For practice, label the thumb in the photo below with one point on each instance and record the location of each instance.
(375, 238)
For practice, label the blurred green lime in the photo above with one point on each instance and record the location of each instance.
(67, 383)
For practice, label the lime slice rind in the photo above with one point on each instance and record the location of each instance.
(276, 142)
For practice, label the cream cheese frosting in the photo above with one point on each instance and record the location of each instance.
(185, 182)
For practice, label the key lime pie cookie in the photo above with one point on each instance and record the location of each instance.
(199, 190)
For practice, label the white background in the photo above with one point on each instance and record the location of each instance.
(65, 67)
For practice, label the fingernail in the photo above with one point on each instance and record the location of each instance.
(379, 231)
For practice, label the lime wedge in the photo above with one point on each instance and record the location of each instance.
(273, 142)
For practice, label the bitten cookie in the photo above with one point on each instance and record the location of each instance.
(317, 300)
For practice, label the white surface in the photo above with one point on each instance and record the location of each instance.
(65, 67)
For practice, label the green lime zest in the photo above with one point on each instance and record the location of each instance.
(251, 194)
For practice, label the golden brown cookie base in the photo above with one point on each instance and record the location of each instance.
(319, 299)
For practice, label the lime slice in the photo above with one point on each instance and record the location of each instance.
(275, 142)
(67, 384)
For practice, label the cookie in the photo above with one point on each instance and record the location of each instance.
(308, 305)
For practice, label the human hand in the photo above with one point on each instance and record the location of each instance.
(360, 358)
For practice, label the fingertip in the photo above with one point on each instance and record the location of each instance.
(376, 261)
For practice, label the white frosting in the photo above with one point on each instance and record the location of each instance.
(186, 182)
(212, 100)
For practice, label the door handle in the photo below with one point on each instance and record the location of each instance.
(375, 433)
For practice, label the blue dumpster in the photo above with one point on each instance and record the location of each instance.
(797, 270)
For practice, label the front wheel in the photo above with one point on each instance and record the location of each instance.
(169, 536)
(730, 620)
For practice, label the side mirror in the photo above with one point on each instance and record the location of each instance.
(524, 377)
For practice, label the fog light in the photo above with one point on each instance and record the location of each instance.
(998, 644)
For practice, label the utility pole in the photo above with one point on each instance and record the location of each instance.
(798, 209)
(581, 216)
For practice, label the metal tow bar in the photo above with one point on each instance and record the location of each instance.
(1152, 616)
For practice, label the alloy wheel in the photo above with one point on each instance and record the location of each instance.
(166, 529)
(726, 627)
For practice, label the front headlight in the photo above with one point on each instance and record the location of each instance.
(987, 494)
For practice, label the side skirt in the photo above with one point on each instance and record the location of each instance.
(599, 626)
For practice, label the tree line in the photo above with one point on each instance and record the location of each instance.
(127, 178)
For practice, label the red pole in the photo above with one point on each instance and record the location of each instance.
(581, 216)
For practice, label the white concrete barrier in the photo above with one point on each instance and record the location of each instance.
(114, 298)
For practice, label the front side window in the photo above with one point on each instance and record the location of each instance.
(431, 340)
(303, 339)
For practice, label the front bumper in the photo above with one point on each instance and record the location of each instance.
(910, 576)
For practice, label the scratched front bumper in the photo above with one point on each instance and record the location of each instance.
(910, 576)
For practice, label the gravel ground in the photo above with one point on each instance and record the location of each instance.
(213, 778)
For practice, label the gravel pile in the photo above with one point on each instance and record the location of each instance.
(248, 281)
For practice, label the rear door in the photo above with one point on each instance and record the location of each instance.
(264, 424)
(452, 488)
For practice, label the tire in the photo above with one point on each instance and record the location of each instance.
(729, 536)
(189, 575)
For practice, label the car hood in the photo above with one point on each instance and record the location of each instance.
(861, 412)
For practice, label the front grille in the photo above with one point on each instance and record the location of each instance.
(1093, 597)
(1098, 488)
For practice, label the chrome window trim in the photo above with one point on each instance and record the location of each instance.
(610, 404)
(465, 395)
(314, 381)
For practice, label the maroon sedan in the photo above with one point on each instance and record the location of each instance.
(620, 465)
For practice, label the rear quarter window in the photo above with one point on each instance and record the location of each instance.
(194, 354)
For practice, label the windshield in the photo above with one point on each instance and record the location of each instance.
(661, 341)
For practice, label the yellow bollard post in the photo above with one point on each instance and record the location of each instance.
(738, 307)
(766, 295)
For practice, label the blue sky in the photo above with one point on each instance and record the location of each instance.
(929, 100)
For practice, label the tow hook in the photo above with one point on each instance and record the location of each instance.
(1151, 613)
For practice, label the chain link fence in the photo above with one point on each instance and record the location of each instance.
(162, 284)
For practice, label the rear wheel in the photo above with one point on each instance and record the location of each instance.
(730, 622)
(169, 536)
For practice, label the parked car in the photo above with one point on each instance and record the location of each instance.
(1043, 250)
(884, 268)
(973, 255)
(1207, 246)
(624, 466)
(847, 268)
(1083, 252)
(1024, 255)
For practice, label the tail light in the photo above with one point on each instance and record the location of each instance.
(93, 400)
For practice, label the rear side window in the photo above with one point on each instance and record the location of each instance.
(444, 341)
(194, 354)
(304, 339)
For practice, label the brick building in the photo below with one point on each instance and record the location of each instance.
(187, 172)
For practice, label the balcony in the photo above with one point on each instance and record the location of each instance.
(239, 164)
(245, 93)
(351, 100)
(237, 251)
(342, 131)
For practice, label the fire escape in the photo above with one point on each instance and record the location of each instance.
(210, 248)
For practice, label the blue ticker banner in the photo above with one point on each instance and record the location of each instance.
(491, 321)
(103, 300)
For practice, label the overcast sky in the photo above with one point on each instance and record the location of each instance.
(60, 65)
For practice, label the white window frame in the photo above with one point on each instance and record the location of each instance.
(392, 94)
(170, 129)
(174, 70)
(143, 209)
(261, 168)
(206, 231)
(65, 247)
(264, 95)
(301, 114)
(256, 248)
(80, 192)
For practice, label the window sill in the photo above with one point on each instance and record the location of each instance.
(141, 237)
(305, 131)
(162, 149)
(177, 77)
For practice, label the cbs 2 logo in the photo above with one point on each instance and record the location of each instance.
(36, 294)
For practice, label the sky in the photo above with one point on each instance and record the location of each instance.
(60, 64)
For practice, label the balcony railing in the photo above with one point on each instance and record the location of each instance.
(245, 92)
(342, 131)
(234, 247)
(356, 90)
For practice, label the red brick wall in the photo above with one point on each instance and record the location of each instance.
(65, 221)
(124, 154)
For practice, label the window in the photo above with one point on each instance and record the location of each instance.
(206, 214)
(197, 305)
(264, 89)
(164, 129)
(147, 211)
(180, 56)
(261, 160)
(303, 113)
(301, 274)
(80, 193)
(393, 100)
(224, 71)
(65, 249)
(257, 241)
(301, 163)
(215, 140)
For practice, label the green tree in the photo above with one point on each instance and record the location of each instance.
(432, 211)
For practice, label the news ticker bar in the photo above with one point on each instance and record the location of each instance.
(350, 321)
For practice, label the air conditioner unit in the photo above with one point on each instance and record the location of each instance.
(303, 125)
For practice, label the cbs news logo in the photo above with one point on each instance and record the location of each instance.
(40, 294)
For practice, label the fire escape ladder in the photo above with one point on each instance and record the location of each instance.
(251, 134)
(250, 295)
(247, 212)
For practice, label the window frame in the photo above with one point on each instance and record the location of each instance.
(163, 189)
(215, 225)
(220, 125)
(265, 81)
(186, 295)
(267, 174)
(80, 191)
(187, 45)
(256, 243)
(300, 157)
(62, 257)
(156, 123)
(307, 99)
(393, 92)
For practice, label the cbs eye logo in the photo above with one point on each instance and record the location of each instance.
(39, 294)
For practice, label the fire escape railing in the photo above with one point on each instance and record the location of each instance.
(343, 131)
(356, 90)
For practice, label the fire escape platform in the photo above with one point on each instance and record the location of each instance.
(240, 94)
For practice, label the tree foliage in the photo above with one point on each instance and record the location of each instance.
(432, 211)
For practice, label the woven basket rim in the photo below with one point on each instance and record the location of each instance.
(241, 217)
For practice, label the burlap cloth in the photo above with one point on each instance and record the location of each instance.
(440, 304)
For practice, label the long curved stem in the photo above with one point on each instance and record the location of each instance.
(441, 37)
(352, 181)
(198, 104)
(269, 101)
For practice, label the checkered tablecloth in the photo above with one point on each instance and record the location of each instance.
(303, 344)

####

=== Work to complete ===
Reproduce the data beginning with the line that contains "For practice, label the parked" and going on through the line that contains "(1024, 255)", swapping "parked car" for "stationary vehicle". Keep everything else the same.

=== Solution below ===
For practice, label the stationary vehicle in the photo above with one point on each instance and record the location of each instance.
(1043, 250)
(884, 268)
(973, 255)
(1207, 246)
(624, 466)
(847, 268)
(1083, 252)
(1024, 255)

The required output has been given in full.